— YOUR OBJECTIVE —
All the data must come back unchanged, except that pictures are left out.

— WORKING DATA —
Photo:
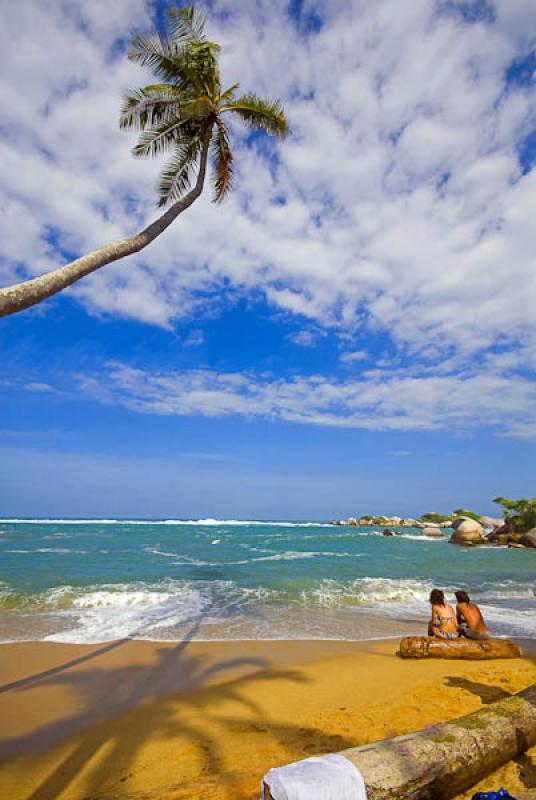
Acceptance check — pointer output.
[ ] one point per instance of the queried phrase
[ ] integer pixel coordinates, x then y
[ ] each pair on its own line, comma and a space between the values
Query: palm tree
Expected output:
183, 115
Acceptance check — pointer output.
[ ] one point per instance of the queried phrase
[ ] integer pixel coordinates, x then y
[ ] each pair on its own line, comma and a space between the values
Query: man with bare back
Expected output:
470, 620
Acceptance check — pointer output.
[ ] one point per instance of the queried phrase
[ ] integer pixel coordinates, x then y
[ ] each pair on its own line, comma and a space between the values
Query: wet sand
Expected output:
206, 719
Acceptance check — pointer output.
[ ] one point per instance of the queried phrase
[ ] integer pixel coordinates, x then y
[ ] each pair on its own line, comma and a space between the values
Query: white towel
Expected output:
330, 777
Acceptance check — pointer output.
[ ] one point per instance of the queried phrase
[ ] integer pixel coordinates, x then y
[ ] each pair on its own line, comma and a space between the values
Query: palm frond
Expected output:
228, 95
154, 51
186, 24
158, 140
260, 113
142, 107
222, 162
176, 178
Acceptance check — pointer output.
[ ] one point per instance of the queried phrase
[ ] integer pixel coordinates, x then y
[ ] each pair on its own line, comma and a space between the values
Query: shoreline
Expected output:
191, 719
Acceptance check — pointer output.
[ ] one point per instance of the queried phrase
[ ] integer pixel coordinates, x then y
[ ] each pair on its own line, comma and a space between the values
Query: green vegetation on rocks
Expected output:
519, 515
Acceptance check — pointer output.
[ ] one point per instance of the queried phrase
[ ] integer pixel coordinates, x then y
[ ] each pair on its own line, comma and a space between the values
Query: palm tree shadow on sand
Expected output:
105, 693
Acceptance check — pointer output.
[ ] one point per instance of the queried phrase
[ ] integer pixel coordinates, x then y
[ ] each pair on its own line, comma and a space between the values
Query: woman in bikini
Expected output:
443, 624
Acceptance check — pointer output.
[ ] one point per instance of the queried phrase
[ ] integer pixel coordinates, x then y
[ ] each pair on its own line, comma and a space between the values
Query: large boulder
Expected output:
461, 520
468, 532
529, 538
432, 530
491, 522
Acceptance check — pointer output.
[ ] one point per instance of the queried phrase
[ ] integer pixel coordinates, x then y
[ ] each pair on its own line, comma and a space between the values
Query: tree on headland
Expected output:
183, 115
519, 514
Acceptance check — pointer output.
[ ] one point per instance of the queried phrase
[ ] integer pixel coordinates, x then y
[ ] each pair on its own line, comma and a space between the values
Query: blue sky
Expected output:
353, 332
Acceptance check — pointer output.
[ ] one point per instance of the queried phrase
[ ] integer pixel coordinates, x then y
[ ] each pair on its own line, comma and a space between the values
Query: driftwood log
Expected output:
444, 760
430, 647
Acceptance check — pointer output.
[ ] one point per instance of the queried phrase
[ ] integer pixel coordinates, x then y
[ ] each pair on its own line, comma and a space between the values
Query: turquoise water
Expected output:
92, 581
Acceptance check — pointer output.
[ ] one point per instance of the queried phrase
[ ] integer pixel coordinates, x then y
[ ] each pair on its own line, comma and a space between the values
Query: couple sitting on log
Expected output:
467, 621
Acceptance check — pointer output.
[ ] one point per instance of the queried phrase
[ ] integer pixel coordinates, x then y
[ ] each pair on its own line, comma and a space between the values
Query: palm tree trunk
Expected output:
444, 760
28, 293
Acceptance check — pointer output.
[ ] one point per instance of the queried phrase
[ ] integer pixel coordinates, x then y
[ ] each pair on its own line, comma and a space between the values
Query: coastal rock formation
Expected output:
529, 539
491, 522
505, 535
467, 532
432, 530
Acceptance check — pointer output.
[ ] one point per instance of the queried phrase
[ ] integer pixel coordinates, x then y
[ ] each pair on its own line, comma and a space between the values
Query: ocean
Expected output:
90, 581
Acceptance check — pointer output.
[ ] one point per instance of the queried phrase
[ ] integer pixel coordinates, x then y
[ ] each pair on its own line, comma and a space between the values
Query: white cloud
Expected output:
39, 387
379, 400
398, 203
195, 338
353, 356
302, 338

— SOLUTION —
Photo:
Acceptance check — pointer output.
[ ] one point per instance of the queried phrase
[ ] integer pixel coordinates, x then y
[ ] each pair on its own line, comma and a space between the values
Query: palm tree
Expected output:
183, 115
Acceptance check — pointer output.
[ ] one point per instance of the queried phrase
[ ] integer pixel coordinates, x then y
[ ] each pair on its own line, comma and a space between the values
Query: man with bare back
Expected output:
470, 620
Acceptance check — pointer output.
[ ] one point per instance of the queried phrase
[ ] integer pixel coordinates, x then y
[ ] each pair on its own line, comma and a space between the values
Query: wet sand
Expected output:
206, 719
Acceptance check — pointer output.
[ ] one point per instance of the queried phrase
[ ] integer pixel coordinates, x then y
[ ] each pair on its own line, comma and a space between the values
Query: white towel
Expected output:
330, 777
Acceptance check — pointer output.
[ ] one point per instance of the queried phrase
[ ] integer pixel coordinates, x then y
[ ] each pair on its own line, comma and a space between the values
Query: palm frond
Expected output:
228, 95
154, 51
186, 24
158, 140
260, 113
142, 107
222, 162
176, 178
Acceptance check — pointer output.
[ ] one point per instance of the queried phrase
[ ] integer pixel coordinates, x then y
[ ] each pair on its own line, comma and a space between the values
Query: shoreline
Expected output:
191, 719
Acceptance check — pointer output.
[ ] one point per instance of the queried phrase
[ ] integer pixel coordinates, x then y
[ ] each pair on its own line, comma and a space between the values
Query: green vegetation on rocks
Expected output:
519, 515
Acceptance check — pointer output.
[ ] one point per instance of the queried phrase
[ ] integer pixel coordinates, x then y
[ ] each pair on its own line, comma and a space between the values
Query: palm tree shadow on sand
Expected output:
105, 693
Acceptance check — pointer output.
[ ] one point per instance of the queried phrase
[ ] integer pixel coordinates, x then y
[ ] each pair on its own line, comma and a space between the values
Query: woman in bikini
Expected output:
443, 624
Acceptance check — pointer output.
[ ] one point per instance of the queried phrase
[ ] integer pixel coordinates, x then y
[ ] each pair on its own line, comma and a space between the values
Query: large boulder
Expected output:
461, 520
468, 532
529, 538
432, 530
491, 522
Acceptance check — pointer output.
[ ] one point per instance of the queried phrase
[ ] integer pixel coordinates, x then y
[ ] each pair on its own line, comma and a space between the values
Query: tree on headland
Expected output:
183, 115
519, 514
Acceptance check — pointer output.
[ ] one point per instance of the queried phrase
[ ] integer pixel coordinates, x then y
[ ] each pair on its own line, comma and a space between the values
Query: blue sky
Expected output:
353, 332
Acceptance check — pointer output.
[ ] one point per instance of the queried phrase
[ ] integer pixel coordinates, x then y
[ ] each pair on its own line, comma and a space between the values
Query: driftwood log
Expected output:
444, 760
430, 647
Acceptance check — pointer output.
[ ] one point per instance of the queried phrase
[ ] integer pixel coordinates, x then y
[ ] each pair on its own line, comma and a space between the values
Query: turquoise water
Expected output:
92, 581
Acceptance check — pointer output.
[ ] one point per instance of the queried phrase
[ ] integer pixel coordinates, x then y
[ ] each pair on its own line, comma and a space between the values
Query: couple sitting on log
Expected output:
467, 621
Acceptance check — pointer output.
[ ] one point per instance of the queried phrase
[ ] integer pixel coordinates, x then y
[ ] each pair on its own line, comma and a space between the values
Query: palm tree trunk
Expected output:
444, 760
28, 293
Acceptance check — pointer output.
[ ] one point per instance of the queried phrase
[ ] integer pixel coordinates, x then y
[ ] each pair on its own line, comma and a space between the values
Query: coastal rock formation
Expected output:
529, 539
491, 522
505, 535
467, 532
432, 530
Acceptance check — pointer output.
[ ] one point per instance of the queried phrase
[ ] integer pixel coordinates, x then y
[ ] each pair on its own line, comma and a space between the values
Query: ocean
Expected output:
90, 581
Acceptance check — pointer output.
[ ] one point per instance of the queried phrase
[ ] integer pixel coordinates, x then y
[ ] each pair on its own line, comma and a space between the values
Query: white cloud
Expected output:
39, 387
379, 400
398, 203
195, 338
353, 356
302, 338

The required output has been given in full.